[What to produce] State how many lines in the data below contain the string "brake", counting only matches in the same case. Give only the number.

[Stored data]
· · · · · · ·

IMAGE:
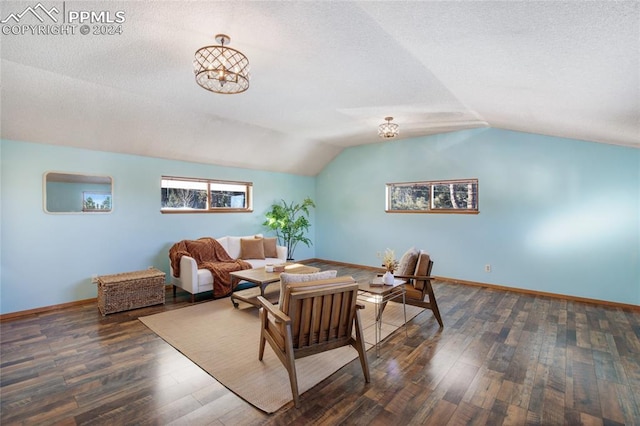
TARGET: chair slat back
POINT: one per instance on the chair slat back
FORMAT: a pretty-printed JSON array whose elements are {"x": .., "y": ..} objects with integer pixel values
[
  {"x": 423, "y": 268},
  {"x": 322, "y": 317}
]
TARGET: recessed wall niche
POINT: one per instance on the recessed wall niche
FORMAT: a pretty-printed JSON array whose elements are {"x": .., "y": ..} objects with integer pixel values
[{"x": 77, "y": 193}]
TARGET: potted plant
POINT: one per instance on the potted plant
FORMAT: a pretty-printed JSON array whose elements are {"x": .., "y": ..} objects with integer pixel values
[{"x": 290, "y": 222}]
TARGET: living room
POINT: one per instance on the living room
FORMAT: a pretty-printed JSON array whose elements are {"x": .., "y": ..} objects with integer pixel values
[{"x": 557, "y": 164}]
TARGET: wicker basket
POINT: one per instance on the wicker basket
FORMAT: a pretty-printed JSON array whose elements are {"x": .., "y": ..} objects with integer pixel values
[{"x": 130, "y": 290}]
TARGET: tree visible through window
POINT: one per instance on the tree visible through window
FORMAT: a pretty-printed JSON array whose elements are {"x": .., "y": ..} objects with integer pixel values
[
  {"x": 451, "y": 196},
  {"x": 187, "y": 195}
]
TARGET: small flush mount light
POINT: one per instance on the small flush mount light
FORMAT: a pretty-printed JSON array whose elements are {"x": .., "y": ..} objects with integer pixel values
[
  {"x": 221, "y": 69},
  {"x": 388, "y": 130}
]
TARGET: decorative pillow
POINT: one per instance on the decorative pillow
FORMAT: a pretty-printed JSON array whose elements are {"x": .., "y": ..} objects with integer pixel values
[
  {"x": 251, "y": 248},
  {"x": 407, "y": 264},
  {"x": 270, "y": 247},
  {"x": 287, "y": 278}
]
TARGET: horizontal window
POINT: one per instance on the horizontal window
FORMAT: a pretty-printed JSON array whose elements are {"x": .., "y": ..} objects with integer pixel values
[
  {"x": 446, "y": 196},
  {"x": 189, "y": 195}
]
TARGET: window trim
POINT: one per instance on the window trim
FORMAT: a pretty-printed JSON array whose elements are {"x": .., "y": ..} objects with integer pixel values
[
  {"x": 431, "y": 184},
  {"x": 248, "y": 201}
]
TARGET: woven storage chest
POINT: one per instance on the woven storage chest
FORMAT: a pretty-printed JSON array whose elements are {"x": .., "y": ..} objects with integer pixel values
[{"x": 130, "y": 290}]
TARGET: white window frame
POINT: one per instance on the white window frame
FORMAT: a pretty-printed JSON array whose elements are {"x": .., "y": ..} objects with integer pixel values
[{"x": 210, "y": 187}]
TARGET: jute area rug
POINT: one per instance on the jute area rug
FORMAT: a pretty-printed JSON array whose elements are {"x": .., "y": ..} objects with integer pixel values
[{"x": 224, "y": 341}]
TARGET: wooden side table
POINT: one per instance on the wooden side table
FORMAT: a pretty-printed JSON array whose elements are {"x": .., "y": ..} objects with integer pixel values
[{"x": 378, "y": 293}]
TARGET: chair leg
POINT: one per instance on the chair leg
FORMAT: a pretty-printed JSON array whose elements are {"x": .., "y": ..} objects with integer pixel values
[
  {"x": 359, "y": 345},
  {"x": 291, "y": 365},
  {"x": 434, "y": 305},
  {"x": 263, "y": 339}
]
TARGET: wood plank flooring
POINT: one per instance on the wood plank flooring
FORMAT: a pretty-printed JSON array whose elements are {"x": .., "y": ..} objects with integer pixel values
[{"x": 502, "y": 358}]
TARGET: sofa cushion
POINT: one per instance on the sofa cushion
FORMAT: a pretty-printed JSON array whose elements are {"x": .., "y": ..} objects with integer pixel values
[
  {"x": 224, "y": 242},
  {"x": 407, "y": 264},
  {"x": 251, "y": 248},
  {"x": 287, "y": 278},
  {"x": 270, "y": 249}
]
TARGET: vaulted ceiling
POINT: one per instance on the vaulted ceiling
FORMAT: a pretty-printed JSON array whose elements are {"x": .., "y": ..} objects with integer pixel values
[{"x": 324, "y": 75}]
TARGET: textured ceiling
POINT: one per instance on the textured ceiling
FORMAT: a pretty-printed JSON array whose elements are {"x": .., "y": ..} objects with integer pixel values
[{"x": 324, "y": 75}]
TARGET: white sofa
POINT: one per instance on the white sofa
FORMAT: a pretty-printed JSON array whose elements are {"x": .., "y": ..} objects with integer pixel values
[{"x": 194, "y": 280}]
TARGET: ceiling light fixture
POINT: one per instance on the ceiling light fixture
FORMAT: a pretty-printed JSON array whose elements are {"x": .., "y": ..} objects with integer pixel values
[
  {"x": 221, "y": 69},
  {"x": 388, "y": 130}
]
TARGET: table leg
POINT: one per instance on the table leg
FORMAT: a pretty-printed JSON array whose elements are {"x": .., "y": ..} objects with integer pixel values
[{"x": 378, "y": 326}]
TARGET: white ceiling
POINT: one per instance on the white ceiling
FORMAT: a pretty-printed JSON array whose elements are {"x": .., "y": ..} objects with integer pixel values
[{"x": 324, "y": 75}]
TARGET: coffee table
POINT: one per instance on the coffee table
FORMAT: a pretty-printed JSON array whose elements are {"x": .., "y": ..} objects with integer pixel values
[
  {"x": 376, "y": 292},
  {"x": 263, "y": 278}
]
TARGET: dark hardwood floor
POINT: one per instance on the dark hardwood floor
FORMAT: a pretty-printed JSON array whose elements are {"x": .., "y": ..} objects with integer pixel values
[{"x": 502, "y": 358}]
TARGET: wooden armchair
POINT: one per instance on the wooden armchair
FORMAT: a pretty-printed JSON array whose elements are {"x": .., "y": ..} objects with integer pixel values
[
  {"x": 315, "y": 316},
  {"x": 418, "y": 289}
]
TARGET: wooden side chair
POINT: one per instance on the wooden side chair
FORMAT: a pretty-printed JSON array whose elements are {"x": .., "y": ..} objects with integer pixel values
[
  {"x": 418, "y": 289},
  {"x": 314, "y": 316}
]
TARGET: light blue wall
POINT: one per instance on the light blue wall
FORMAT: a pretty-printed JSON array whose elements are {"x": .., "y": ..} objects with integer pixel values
[
  {"x": 556, "y": 215},
  {"x": 48, "y": 259}
]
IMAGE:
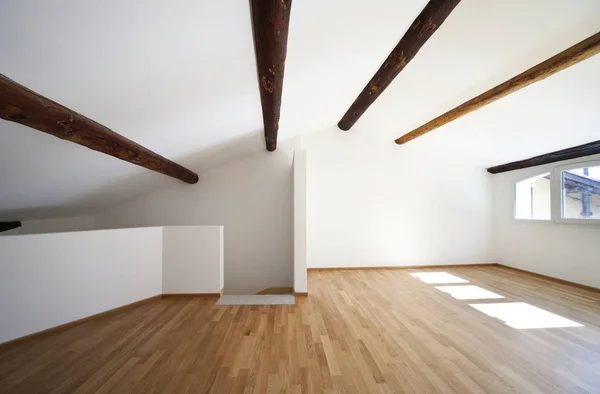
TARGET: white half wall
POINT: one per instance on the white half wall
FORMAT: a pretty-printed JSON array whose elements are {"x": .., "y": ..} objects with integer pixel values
[
  {"x": 373, "y": 203},
  {"x": 58, "y": 225},
  {"x": 300, "y": 277},
  {"x": 562, "y": 250},
  {"x": 251, "y": 198},
  {"x": 50, "y": 279},
  {"x": 192, "y": 259}
]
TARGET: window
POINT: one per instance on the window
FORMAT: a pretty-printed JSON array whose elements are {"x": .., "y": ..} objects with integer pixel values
[
  {"x": 532, "y": 198},
  {"x": 580, "y": 189}
]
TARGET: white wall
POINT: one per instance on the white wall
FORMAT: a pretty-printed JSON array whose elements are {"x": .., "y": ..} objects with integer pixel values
[
  {"x": 561, "y": 250},
  {"x": 251, "y": 198},
  {"x": 58, "y": 225},
  {"x": 373, "y": 203},
  {"x": 51, "y": 279},
  {"x": 300, "y": 277},
  {"x": 192, "y": 259}
]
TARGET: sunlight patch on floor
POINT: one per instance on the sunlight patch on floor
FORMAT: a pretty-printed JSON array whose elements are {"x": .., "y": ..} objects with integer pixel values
[
  {"x": 438, "y": 277},
  {"x": 468, "y": 292},
  {"x": 524, "y": 316}
]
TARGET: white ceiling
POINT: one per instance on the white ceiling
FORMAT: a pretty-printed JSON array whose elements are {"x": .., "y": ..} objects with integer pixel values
[{"x": 179, "y": 77}]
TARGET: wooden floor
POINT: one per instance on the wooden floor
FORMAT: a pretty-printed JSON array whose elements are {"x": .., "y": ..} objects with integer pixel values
[{"x": 366, "y": 331}]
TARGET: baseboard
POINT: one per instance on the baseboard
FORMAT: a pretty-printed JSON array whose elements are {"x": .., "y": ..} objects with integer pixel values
[
  {"x": 562, "y": 281},
  {"x": 65, "y": 326},
  {"x": 276, "y": 290},
  {"x": 186, "y": 295},
  {"x": 394, "y": 267}
]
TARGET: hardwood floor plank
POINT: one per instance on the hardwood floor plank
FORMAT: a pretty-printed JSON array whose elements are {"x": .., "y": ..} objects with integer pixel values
[{"x": 359, "y": 331}]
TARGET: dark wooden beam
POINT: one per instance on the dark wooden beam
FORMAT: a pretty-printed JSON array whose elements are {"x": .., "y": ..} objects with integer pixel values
[
  {"x": 270, "y": 22},
  {"x": 577, "y": 53},
  {"x": 428, "y": 21},
  {"x": 22, "y": 105},
  {"x": 5, "y": 226},
  {"x": 593, "y": 148}
]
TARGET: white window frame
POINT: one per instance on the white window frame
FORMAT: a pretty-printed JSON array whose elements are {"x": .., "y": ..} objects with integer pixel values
[
  {"x": 532, "y": 174},
  {"x": 556, "y": 196}
]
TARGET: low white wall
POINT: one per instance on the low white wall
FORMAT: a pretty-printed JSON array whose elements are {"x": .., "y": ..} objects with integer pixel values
[
  {"x": 192, "y": 259},
  {"x": 58, "y": 225},
  {"x": 561, "y": 250},
  {"x": 253, "y": 200},
  {"x": 300, "y": 280},
  {"x": 50, "y": 279}
]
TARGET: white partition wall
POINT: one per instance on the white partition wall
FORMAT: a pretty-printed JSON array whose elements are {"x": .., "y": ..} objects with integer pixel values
[
  {"x": 300, "y": 285},
  {"x": 192, "y": 259},
  {"x": 50, "y": 279}
]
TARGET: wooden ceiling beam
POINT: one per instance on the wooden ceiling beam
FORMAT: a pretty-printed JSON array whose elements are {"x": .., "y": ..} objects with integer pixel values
[
  {"x": 593, "y": 148},
  {"x": 270, "y": 23},
  {"x": 427, "y": 23},
  {"x": 22, "y": 105},
  {"x": 5, "y": 226},
  {"x": 577, "y": 53}
]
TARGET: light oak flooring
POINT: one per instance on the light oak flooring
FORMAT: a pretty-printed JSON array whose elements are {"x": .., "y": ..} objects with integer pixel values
[{"x": 359, "y": 331}]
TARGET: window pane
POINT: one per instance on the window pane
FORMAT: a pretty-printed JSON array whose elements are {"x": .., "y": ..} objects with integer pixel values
[
  {"x": 581, "y": 193},
  {"x": 532, "y": 198}
]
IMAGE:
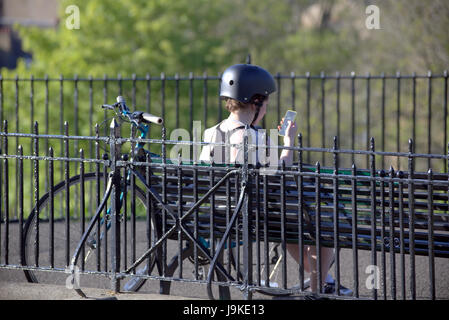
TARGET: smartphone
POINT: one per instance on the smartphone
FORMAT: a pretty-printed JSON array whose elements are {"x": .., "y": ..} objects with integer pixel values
[{"x": 289, "y": 115}]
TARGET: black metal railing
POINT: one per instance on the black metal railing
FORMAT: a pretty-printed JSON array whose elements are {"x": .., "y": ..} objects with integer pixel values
[
  {"x": 177, "y": 216},
  {"x": 403, "y": 113}
]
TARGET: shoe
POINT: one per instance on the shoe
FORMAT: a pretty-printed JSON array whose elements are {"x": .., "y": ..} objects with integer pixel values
[{"x": 330, "y": 288}]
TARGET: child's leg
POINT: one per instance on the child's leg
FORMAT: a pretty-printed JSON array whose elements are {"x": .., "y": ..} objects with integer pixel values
[{"x": 327, "y": 254}]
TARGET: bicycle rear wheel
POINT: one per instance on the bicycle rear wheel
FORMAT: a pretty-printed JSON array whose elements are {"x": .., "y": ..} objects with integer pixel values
[{"x": 51, "y": 246}]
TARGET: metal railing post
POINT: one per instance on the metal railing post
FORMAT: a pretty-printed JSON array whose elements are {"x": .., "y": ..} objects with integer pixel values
[{"x": 247, "y": 238}]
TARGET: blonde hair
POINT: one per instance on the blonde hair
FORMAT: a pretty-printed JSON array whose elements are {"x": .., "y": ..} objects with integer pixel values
[{"x": 233, "y": 105}]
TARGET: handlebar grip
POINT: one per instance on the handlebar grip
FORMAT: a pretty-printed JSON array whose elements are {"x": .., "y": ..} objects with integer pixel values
[{"x": 152, "y": 118}]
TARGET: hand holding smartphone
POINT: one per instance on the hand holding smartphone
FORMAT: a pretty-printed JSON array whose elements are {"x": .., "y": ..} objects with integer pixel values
[{"x": 290, "y": 115}]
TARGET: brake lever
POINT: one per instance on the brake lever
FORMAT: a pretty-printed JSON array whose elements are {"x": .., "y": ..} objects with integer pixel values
[{"x": 108, "y": 106}]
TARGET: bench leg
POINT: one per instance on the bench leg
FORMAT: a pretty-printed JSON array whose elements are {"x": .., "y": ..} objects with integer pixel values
[{"x": 171, "y": 268}]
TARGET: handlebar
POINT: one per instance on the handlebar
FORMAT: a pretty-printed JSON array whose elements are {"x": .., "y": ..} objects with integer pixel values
[{"x": 133, "y": 116}]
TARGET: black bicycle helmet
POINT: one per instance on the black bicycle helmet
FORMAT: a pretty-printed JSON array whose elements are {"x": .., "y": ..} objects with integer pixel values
[{"x": 242, "y": 81}]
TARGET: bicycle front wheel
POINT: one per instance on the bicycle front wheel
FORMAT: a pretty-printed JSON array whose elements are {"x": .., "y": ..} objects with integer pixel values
[{"x": 50, "y": 243}]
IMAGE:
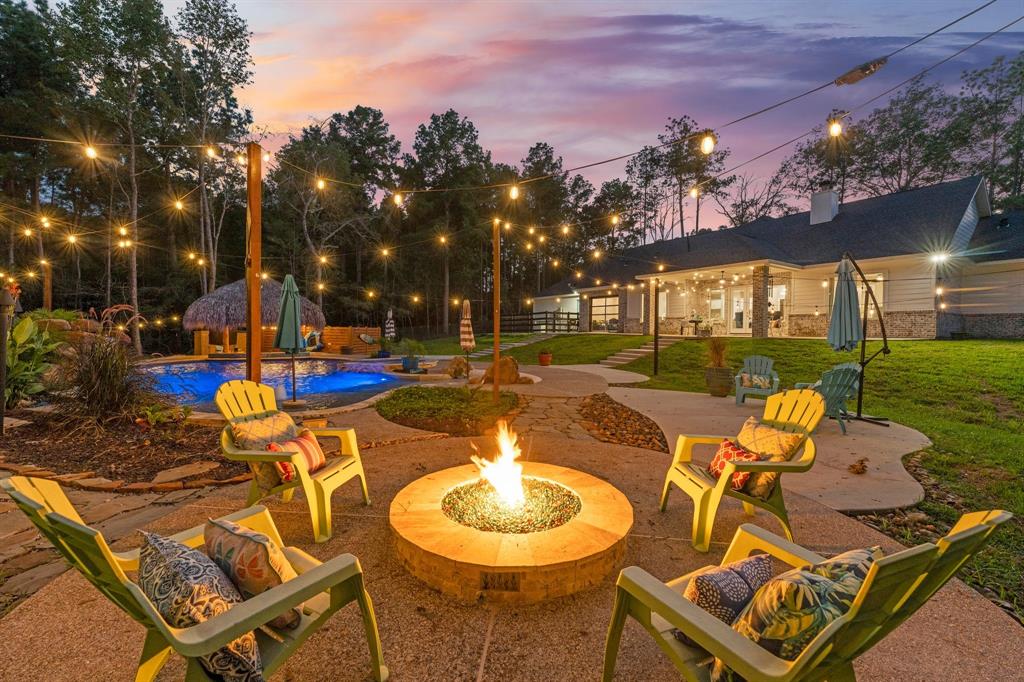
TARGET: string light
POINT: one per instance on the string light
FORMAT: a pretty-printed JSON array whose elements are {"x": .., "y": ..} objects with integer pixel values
[{"x": 708, "y": 143}]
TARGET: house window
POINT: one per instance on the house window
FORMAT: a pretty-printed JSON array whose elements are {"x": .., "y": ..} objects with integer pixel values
[
  {"x": 604, "y": 313},
  {"x": 716, "y": 304}
]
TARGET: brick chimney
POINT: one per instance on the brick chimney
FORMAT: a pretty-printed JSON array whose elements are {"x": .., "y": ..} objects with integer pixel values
[{"x": 824, "y": 206}]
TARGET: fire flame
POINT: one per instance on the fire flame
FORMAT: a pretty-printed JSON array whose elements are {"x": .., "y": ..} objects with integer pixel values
[{"x": 504, "y": 473}]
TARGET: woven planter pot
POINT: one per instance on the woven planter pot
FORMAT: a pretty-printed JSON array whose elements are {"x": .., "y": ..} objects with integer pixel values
[{"x": 719, "y": 380}]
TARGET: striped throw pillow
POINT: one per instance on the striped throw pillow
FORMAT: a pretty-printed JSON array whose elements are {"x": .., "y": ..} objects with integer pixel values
[{"x": 305, "y": 443}]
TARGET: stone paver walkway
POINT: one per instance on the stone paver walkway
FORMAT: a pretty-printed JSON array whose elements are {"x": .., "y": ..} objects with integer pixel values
[{"x": 886, "y": 484}]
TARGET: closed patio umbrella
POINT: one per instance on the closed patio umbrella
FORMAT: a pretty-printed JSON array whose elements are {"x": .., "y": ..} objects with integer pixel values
[
  {"x": 466, "y": 338},
  {"x": 289, "y": 335},
  {"x": 845, "y": 330}
]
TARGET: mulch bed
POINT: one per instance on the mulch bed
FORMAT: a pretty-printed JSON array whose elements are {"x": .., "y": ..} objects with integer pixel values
[
  {"x": 120, "y": 452},
  {"x": 609, "y": 421}
]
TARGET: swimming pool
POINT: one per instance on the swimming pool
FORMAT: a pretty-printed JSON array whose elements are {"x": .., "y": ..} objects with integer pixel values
[{"x": 323, "y": 383}]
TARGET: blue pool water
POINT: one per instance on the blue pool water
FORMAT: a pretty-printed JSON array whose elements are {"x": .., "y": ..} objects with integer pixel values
[{"x": 323, "y": 383}]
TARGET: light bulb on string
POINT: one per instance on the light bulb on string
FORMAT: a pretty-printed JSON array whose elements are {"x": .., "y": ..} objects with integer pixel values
[{"x": 708, "y": 143}]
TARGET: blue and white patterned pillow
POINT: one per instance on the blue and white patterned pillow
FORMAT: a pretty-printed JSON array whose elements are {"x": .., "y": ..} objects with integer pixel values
[{"x": 187, "y": 588}]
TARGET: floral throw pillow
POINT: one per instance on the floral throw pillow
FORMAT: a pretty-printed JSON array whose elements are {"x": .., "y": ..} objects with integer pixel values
[
  {"x": 187, "y": 588},
  {"x": 255, "y": 434},
  {"x": 306, "y": 445},
  {"x": 773, "y": 445},
  {"x": 724, "y": 591},
  {"x": 252, "y": 561},
  {"x": 729, "y": 452},
  {"x": 787, "y": 612}
]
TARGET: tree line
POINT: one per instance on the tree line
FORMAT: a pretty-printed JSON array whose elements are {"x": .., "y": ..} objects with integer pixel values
[{"x": 363, "y": 223}]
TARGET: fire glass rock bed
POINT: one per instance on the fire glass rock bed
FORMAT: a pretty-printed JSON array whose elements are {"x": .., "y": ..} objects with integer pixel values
[{"x": 514, "y": 566}]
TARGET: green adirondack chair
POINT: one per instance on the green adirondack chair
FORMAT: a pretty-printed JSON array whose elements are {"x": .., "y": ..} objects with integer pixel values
[
  {"x": 838, "y": 385},
  {"x": 241, "y": 400},
  {"x": 794, "y": 412},
  {"x": 321, "y": 588},
  {"x": 895, "y": 587},
  {"x": 762, "y": 367}
]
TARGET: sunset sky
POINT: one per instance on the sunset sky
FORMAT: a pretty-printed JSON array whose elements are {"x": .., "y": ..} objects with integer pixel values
[{"x": 597, "y": 79}]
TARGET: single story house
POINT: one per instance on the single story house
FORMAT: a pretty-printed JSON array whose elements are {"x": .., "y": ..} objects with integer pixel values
[{"x": 939, "y": 261}]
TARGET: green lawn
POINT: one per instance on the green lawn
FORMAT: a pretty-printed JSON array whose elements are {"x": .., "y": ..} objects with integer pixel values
[
  {"x": 579, "y": 348},
  {"x": 967, "y": 396}
]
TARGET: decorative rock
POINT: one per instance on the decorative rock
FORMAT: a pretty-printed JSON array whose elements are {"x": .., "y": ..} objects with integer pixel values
[
  {"x": 136, "y": 487},
  {"x": 168, "y": 486},
  {"x": 177, "y": 473},
  {"x": 458, "y": 368}
]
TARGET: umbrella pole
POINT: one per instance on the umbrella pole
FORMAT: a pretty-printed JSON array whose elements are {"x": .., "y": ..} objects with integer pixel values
[{"x": 881, "y": 421}]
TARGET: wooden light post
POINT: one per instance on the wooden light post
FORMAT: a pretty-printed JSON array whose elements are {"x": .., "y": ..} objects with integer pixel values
[
  {"x": 496, "y": 267},
  {"x": 254, "y": 316}
]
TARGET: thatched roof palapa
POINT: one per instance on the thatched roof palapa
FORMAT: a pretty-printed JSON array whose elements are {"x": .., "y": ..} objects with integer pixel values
[{"x": 225, "y": 308}]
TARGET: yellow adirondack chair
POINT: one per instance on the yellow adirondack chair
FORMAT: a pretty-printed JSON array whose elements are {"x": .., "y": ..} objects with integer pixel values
[
  {"x": 794, "y": 412},
  {"x": 322, "y": 589},
  {"x": 896, "y": 586},
  {"x": 241, "y": 400}
]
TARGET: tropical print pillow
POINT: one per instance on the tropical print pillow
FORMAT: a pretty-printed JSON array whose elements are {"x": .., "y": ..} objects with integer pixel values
[
  {"x": 773, "y": 445},
  {"x": 787, "y": 613},
  {"x": 724, "y": 591},
  {"x": 729, "y": 452},
  {"x": 187, "y": 588},
  {"x": 255, "y": 434},
  {"x": 252, "y": 561},
  {"x": 305, "y": 444}
]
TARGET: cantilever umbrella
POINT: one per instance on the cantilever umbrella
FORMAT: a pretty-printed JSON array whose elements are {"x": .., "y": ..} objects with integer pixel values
[
  {"x": 848, "y": 325},
  {"x": 289, "y": 336},
  {"x": 845, "y": 330}
]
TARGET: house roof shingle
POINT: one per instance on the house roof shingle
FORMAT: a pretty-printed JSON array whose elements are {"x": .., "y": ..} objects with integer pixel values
[{"x": 905, "y": 222}]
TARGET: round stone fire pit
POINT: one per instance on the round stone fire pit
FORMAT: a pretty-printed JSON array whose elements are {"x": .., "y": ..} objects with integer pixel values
[{"x": 582, "y": 523}]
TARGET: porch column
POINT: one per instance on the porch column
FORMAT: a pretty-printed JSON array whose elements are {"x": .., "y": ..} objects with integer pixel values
[
  {"x": 759, "y": 315},
  {"x": 648, "y": 307}
]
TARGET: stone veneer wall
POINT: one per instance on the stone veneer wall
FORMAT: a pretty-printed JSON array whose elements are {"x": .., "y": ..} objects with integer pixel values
[{"x": 899, "y": 325}]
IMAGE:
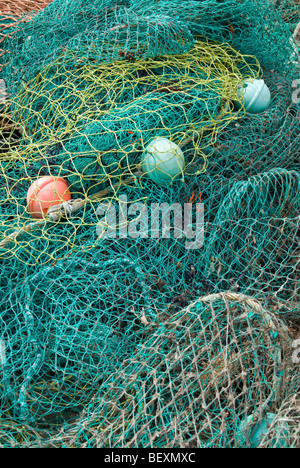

· · · · · · ·

[Result below] 2